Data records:
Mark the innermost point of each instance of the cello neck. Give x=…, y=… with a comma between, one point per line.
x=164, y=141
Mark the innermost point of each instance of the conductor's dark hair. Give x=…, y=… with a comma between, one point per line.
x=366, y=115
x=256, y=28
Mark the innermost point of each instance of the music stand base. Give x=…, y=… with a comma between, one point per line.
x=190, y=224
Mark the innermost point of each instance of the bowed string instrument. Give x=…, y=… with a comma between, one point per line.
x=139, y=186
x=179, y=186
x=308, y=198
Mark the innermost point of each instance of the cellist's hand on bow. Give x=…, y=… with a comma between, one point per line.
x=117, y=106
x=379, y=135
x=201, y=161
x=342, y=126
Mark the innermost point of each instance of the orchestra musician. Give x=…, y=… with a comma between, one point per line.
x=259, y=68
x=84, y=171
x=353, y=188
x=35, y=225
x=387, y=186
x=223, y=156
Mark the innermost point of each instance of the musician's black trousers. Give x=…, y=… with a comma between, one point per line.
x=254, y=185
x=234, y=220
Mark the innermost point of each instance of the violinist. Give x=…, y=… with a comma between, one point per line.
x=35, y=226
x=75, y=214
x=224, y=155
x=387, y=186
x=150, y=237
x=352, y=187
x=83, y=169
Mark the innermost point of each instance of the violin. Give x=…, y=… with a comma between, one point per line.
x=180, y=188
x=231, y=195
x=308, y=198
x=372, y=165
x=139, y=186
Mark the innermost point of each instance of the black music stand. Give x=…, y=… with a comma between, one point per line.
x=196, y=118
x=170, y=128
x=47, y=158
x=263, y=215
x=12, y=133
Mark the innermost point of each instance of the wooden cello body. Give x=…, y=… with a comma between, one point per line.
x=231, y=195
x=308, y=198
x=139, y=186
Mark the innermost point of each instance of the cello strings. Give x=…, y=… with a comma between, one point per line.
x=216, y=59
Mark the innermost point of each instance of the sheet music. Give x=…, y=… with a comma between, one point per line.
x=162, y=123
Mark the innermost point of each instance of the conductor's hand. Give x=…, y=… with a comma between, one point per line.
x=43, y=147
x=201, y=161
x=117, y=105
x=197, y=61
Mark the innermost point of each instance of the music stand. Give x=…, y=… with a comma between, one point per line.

TASK INSTRUCTIONS: All of the data above needs to be transcribed verbatim.

ANSWER SPACE:
Mark the innermost point of each instance of the cello neck. Give x=…, y=… with a comma between, one point per line.
x=164, y=141
Mark the innermost point of each instance of the conductor's dark hair. Give x=…, y=… with a comma between, one point per line.
x=366, y=115
x=256, y=28
Mark the innermost point of each instance of the music stand base. Give x=…, y=… with a comma between, one point per line.
x=190, y=224
Mark the innermost point of each instance of the bowed string instrument. Give x=…, y=… with a comma between, one point per line.
x=139, y=186
x=179, y=186
x=308, y=198
Mark the innermost point of each instance of the cellist's hand on bow. Give x=…, y=… with a comma between, one point per line.
x=117, y=106
x=379, y=135
x=201, y=161
x=342, y=126
Mark the innermost point of each instance of the orchestra musician. Give x=…, y=… with a comma between, one point per line.
x=259, y=68
x=84, y=171
x=353, y=188
x=35, y=225
x=387, y=186
x=223, y=156
Mark the innermost point of each instance of the musician's black trousers. Give x=…, y=… with a comma between, one point per line.
x=254, y=185
x=234, y=220
Mark the innermost point of each instance of the violinist. Give x=…, y=… with a comma between, one point per line.
x=35, y=226
x=75, y=214
x=224, y=155
x=387, y=186
x=150, y=237
x=352, y=187
x=83, y=169
Mark the innermost point of each instance of the violin. Give x=…, y=… with a comma between, one point per line.
x=180, y=188
x=231, y=195
x=308, y=198
x=372, y=165
x=139, y=186
Mark the innermost point of each instance of the black music stand. Give x=…, y=… with a comma between, one point per line.
x=196, y=118
x=170, y=128
x=47, y=158
x=263, y=215
x=12, y=133
Mark the innermost point of each instance of the wooden cello body. Give x=…, y=… with a comma between, one point per line.
x=231, y=195
x=308, y=198
x=139, y=186
Mark the innermost point of each instance of the cello strings. Give x=…, y=… with a comma between, one point per line.
x=216, y=59
Mark the innermost point of each instance of the sheet music. Give x=…, y=… with a comma between, one point per line.
x=162, y=123
Mark the innermost point of each instance of the conductor's hand. Give x=…, y=… with a comma between, one point per line.
x=43, y=147
x=201, y=161
x=117, y=105
x=197, y=61
Mark the innermost point of each instance of the music stand. Give x=…, y=… with a comma between, one point per line.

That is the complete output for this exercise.